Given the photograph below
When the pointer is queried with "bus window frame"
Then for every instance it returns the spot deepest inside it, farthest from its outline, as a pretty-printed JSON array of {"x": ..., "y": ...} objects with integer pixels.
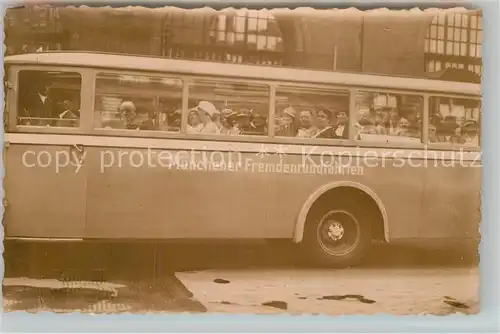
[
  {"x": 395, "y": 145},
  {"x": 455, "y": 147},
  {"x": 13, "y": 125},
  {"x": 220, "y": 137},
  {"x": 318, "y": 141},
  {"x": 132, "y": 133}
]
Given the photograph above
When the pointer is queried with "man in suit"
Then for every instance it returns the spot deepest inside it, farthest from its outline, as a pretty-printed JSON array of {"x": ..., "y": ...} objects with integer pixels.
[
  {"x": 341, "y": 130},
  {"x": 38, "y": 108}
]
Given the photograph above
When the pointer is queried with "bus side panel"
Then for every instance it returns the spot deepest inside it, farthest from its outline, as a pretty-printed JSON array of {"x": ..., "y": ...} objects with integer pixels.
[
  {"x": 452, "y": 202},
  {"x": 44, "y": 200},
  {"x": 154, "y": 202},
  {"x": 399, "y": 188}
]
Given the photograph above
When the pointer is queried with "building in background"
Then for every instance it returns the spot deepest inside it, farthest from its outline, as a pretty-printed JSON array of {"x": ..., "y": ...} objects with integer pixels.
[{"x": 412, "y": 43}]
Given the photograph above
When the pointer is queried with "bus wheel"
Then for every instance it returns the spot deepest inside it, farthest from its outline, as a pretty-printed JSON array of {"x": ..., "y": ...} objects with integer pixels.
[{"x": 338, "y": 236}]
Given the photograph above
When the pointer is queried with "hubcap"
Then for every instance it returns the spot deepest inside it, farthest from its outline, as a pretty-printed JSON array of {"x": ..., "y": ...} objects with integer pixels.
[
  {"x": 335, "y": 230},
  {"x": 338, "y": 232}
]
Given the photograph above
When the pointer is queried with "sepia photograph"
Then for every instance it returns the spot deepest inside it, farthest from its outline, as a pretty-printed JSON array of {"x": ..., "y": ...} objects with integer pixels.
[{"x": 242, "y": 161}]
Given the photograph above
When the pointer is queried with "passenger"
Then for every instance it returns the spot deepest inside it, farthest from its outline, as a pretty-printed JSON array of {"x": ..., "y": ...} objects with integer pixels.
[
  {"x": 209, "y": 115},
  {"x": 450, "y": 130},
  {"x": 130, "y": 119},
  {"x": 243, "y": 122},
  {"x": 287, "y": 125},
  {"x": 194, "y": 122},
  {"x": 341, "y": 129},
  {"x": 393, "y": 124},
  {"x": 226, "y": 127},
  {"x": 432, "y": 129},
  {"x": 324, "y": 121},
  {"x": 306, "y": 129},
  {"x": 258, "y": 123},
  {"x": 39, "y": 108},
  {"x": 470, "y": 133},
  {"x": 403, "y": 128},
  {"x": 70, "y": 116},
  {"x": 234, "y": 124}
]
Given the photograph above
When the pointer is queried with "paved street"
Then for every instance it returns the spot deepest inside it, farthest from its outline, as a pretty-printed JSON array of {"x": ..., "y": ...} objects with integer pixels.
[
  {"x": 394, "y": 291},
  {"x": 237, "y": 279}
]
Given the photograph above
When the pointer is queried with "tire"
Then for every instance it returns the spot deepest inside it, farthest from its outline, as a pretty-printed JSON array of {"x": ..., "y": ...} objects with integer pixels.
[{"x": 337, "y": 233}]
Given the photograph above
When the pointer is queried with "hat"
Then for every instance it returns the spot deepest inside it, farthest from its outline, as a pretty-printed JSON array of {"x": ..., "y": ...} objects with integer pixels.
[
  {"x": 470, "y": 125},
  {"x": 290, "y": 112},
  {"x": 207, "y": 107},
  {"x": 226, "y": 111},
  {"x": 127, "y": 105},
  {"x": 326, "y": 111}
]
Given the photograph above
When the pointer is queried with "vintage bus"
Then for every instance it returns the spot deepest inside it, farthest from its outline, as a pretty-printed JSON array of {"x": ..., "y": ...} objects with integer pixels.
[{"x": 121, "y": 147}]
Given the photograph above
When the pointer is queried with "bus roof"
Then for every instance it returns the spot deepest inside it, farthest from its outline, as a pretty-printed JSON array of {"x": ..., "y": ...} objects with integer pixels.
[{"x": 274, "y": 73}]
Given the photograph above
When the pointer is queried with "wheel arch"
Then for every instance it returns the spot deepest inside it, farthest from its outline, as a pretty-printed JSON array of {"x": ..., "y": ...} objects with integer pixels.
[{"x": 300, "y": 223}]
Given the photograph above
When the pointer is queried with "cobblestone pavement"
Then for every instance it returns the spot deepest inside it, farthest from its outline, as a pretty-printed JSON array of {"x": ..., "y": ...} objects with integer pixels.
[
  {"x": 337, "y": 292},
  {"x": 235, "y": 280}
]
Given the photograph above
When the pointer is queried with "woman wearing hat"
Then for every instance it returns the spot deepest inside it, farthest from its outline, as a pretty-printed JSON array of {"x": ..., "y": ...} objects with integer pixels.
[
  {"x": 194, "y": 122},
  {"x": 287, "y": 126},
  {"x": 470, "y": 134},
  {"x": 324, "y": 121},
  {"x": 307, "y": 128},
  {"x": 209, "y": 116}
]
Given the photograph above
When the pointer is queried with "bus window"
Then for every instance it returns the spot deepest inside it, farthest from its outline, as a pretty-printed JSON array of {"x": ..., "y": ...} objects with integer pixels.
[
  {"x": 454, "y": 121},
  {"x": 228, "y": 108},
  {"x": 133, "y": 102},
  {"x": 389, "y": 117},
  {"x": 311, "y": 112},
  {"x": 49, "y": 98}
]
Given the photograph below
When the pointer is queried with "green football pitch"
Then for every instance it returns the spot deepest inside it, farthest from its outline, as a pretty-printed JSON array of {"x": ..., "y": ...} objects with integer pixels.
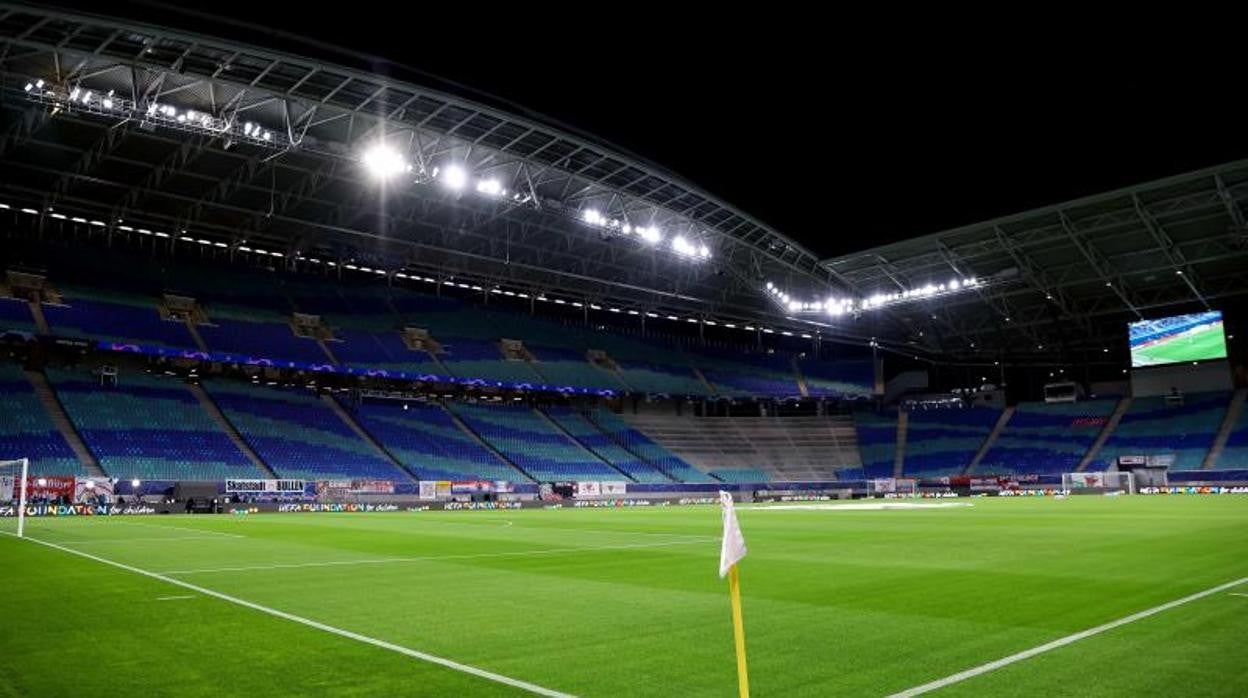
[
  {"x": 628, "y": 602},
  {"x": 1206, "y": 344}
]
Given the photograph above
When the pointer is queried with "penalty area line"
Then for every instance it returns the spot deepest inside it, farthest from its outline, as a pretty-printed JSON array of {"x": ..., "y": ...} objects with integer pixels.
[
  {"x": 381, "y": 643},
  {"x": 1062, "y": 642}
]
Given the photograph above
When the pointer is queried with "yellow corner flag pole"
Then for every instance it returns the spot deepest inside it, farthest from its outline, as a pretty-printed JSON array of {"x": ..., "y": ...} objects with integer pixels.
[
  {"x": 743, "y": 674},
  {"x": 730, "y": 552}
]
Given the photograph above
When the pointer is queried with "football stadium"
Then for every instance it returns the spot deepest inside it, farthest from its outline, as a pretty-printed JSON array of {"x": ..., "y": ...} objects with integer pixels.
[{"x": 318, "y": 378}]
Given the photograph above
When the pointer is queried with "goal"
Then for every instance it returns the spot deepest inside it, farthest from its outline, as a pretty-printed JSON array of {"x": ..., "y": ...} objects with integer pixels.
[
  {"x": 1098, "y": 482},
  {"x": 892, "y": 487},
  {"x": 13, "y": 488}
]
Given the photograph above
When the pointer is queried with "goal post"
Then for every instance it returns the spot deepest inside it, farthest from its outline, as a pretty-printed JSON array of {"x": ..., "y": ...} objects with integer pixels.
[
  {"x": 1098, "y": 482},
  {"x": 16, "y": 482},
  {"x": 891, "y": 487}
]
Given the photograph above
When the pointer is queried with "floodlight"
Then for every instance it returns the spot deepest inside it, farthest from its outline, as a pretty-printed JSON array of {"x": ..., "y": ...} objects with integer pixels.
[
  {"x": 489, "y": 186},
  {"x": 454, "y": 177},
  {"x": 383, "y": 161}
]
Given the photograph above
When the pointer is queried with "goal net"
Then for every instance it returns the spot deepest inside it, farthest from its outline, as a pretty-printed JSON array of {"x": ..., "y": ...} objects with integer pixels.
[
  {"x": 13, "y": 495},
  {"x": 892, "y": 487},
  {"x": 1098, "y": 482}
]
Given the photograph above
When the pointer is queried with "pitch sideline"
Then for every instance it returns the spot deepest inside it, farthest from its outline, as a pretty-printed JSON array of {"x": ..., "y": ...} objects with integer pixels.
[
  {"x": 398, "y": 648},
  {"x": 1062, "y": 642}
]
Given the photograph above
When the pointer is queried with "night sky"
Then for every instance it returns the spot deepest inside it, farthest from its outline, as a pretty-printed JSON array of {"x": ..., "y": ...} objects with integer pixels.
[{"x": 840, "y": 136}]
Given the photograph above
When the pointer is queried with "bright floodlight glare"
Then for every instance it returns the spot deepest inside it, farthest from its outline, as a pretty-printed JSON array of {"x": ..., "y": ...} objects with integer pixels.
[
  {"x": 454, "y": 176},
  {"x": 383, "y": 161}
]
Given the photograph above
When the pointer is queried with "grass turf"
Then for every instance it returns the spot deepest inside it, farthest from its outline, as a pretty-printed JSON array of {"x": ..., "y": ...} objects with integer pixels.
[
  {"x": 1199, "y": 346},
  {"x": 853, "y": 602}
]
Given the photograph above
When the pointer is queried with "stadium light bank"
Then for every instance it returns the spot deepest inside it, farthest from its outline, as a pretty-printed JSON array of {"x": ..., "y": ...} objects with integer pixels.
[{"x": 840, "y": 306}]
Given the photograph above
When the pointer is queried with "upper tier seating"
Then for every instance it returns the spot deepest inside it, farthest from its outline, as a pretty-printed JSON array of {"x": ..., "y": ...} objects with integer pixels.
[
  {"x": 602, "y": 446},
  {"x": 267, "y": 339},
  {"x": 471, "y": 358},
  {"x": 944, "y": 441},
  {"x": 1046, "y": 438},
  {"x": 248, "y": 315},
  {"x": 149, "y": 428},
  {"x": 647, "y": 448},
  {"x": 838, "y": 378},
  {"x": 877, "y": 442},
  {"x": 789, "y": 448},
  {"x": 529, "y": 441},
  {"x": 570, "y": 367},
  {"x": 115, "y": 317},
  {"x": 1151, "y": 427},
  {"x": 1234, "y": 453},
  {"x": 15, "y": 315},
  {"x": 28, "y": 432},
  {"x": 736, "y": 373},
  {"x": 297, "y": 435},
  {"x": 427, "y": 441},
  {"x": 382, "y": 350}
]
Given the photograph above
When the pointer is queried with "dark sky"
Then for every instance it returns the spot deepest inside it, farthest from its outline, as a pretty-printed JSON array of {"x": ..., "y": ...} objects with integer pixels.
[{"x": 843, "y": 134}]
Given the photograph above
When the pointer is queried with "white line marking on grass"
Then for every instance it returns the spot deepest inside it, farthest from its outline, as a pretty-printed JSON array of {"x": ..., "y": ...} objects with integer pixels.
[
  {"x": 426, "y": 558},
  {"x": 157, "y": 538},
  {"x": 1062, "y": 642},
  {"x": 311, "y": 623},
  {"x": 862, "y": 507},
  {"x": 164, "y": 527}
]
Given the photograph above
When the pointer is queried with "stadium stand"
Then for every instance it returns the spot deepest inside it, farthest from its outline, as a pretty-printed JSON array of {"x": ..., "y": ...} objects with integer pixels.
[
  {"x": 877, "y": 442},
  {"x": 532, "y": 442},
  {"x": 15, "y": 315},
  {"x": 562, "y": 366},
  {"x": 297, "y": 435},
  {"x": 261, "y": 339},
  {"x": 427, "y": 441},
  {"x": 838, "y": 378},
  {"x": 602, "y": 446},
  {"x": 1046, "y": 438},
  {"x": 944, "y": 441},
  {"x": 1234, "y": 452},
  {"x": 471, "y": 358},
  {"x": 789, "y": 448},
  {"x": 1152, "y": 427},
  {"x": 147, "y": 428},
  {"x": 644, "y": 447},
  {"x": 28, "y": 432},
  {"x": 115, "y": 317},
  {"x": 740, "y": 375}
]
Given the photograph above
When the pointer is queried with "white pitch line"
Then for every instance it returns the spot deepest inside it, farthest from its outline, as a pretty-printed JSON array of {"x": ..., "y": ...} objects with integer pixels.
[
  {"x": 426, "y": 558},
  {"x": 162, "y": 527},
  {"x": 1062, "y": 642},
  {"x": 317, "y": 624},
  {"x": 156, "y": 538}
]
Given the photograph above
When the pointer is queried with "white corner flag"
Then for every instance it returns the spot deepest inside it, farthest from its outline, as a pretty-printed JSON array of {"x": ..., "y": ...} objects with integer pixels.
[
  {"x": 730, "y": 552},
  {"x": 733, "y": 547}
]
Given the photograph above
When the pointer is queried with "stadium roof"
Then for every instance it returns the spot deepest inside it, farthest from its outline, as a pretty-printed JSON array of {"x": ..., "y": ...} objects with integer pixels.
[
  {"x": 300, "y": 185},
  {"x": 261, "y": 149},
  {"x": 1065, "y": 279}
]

########

### Task description
I'd like every line with the string "pitch" copied from the listing.

### Answer section
When the pointer is queried with "green football pitch"
When the pointer is queried with "pitch sideline"
When the pointer is queried with "white pitch line"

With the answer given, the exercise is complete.